What needs to be done> Show each line of the records below where the word "orange" occurs.

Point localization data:
-----
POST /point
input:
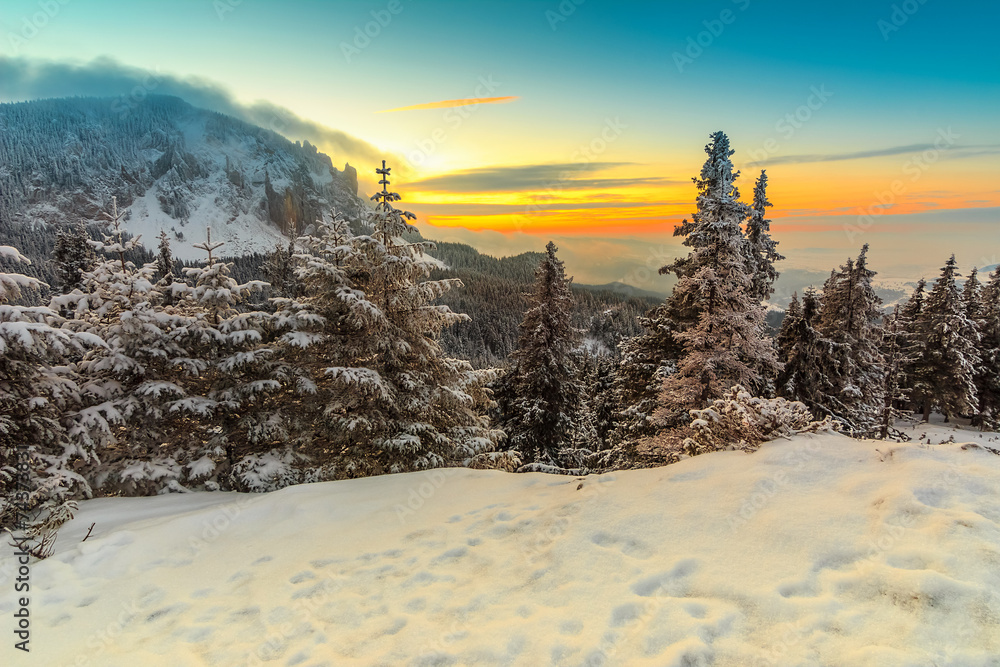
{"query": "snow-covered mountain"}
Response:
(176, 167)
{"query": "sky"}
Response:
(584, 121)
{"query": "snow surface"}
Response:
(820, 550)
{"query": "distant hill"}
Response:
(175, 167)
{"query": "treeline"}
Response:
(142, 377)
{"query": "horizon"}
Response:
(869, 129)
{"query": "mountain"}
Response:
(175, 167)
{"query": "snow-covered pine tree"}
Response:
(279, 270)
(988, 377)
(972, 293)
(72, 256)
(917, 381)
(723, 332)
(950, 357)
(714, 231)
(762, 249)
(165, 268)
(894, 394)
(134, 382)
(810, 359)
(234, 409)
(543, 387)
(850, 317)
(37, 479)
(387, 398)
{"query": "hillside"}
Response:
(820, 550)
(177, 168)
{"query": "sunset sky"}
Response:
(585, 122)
-----
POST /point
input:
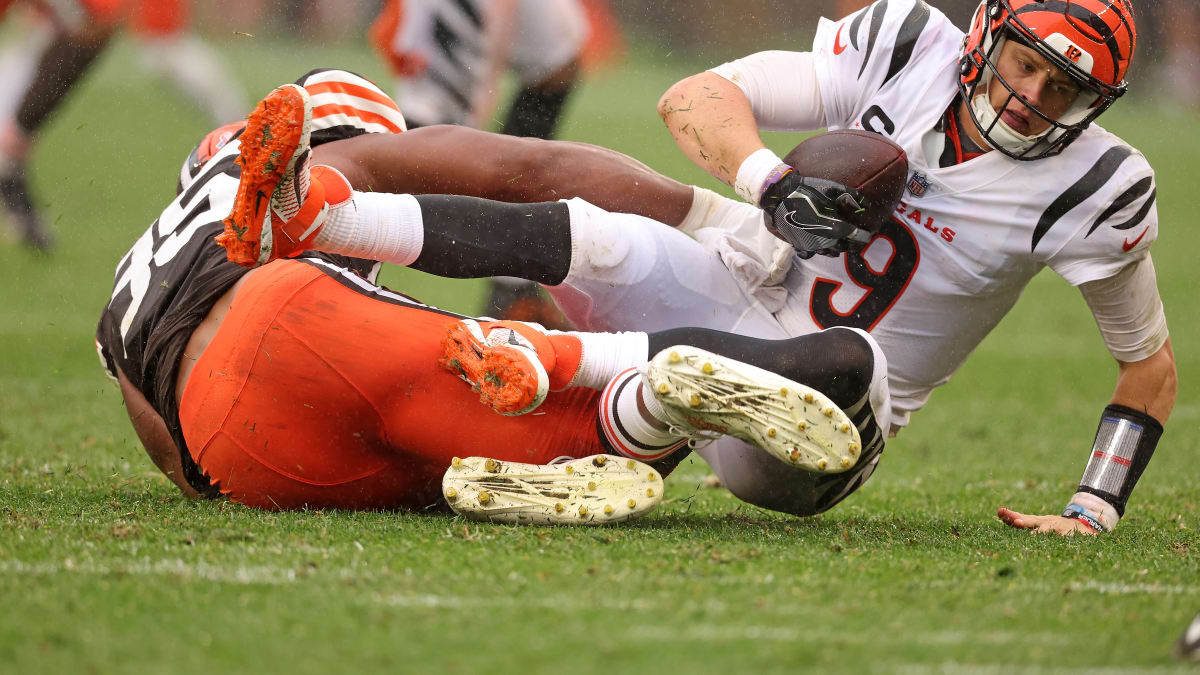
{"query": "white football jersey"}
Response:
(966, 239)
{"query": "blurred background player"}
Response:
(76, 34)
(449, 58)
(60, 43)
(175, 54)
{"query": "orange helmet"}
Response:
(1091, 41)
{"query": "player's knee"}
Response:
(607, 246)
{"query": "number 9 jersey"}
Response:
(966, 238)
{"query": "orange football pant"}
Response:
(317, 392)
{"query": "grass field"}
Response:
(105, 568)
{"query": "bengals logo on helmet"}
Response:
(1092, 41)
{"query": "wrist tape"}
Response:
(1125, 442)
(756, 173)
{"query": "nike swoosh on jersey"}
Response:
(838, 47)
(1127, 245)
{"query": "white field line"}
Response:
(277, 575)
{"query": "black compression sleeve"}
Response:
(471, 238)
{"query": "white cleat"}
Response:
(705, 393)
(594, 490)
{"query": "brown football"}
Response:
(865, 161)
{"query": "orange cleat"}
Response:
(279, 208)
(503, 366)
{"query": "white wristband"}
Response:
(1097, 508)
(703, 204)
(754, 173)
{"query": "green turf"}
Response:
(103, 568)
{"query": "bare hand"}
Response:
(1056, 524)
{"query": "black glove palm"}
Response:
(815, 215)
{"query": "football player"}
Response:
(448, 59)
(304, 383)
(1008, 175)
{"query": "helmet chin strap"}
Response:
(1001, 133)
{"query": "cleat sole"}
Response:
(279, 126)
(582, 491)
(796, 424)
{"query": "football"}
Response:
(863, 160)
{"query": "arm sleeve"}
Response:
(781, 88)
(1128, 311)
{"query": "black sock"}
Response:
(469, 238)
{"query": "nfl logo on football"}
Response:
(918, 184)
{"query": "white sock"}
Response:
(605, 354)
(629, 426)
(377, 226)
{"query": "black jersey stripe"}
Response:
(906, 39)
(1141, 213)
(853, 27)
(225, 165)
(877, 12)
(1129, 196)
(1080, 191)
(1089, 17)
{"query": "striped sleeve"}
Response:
-----
Written answer>
{"query": "orange helmet"}
{"query": "orange football pant"}
{"query": "orange cleat"}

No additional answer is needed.